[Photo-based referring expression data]
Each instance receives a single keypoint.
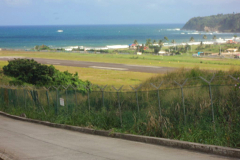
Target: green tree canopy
(135, 42)
(148, 42)
(160, 42)
(32, 72)
(166, 38)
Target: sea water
(26, 37)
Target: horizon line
(87, 24)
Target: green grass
(108, 77)
(186, 61)
(198, 126)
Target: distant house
(132, 46)
(232, 50)
(144, 48)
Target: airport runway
(99, 65)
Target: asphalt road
(25, 140)
(100, 65)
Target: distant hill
(220, 22)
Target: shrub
(32, 72)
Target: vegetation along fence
(204, 110)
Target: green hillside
(220, 22)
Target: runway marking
(108, 68)
(142, 66)
(53, 63)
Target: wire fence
(170, 109)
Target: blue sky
(80, 12)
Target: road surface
(100, 65)
(25, 140)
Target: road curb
(211, 149)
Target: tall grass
(140, 111)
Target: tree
(191, 39)
(135, 42)
(32, 72)
(204, 37)
(166, 39)
(160, 43)
(148, 42)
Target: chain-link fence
(181, 109)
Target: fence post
(102, 90)
(159, 103)
(88, 89)
(210, 92)
(119, 106)
(66, 102)
(56, 110)
(24, 93)
(184, 110)
(136, 91)
(47, 89)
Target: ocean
(26, 37)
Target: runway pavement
(100, 65)
(24, 140)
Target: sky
(94, 12)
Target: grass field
(103, 77)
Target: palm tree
(135, 42)
(191, 39)
(166, 39)
(204, 37)
(173, 42)
(235, 36)
(160, 42)
(148, 42)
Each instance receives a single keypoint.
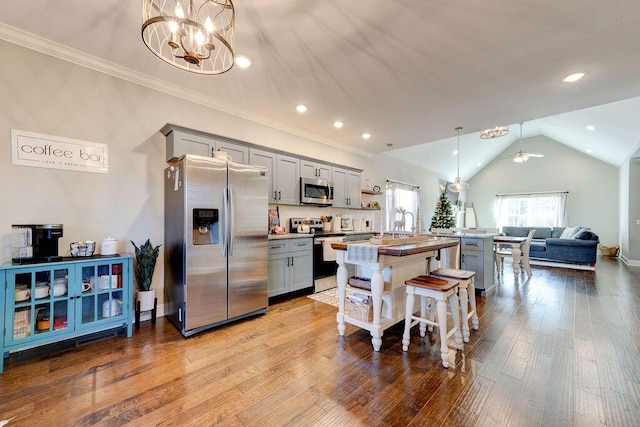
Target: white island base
(388, 292)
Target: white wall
(593, 188)
(631, 251)
(53, 97)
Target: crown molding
(56, 50)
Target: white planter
(146, 299)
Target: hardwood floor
(560, 349)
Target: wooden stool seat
(430, 282)
(466, 294)
(440, 290)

What the exercise asks
In the records above, find the line containing "Target: green tree canopy" and restate it and every line after it word for word, all pictures excluded.

Result
Target: green tree canopy
(135, 42)
(148, 42)
(160, 42)
(32, 72)
(166, 38)
Target: sea water
(26, 37)
Target: horizon line
(87, 24)
Target: green grass
(108, 77)
(186, 61)
(198, 126)
Target: distant house
(132, 46)
(232, 50)
(144, 48)
Target: airport runway
(99, 65)
Target: asphalt road
(25, 140)
(100, 65)
Target: distant hill
(220, 22)
Target: shrub
(32, 72)
Target: vegetation along fence
(204, 110)
Target: green hillside
(220, 22)
Target: runway marking
(108, 68)
(142, 66)
(53, 63)
Target: wire fence
(170, 109)
Target: blue sky
(80, 12)
Target: road surface
(100, 65)
(25, 140)
Target: road curb
(211, 149)
Target: tall grass
(140, 111)
Target: tree
(191, 39)
(135, 42)
(32, 72)
(204, 37)
(166, 39)
(160, 43)
(148, 42)
Target: chain-link fence
(181, 109)
Target: fence post
(102, 90)
(159, 103)
(88, 89)
(210, 92)
(119, 106)
(66, 102)
(56, 110)
(24, 93)
(184, 110)
(136, 91)
(47, 89)
Target: ocean
(26, 37)
Target: runway pavement
(100, 65)
(24, 140)
Target: sky
(94, 12)
Target: grass field
(103, 77)
Target: palm tree
(135, 42)
(191, 39)
(166, 39)
(204, 37)
(173, 42)
(235, 36)
(160, 42)
(148, 42)
Each instance receives a single keypoint.
Target: white island base
(388, 292)
Target: white wall
(593, 188)
(631, 251)
(53, 97)
Target: crown molding
(56, 50)
Target: white planter
(146, 299)
Target: hardwood floor
(560, 349)
Target: wooden stool seat
(430, 282)
(466, 294)
(440, 290)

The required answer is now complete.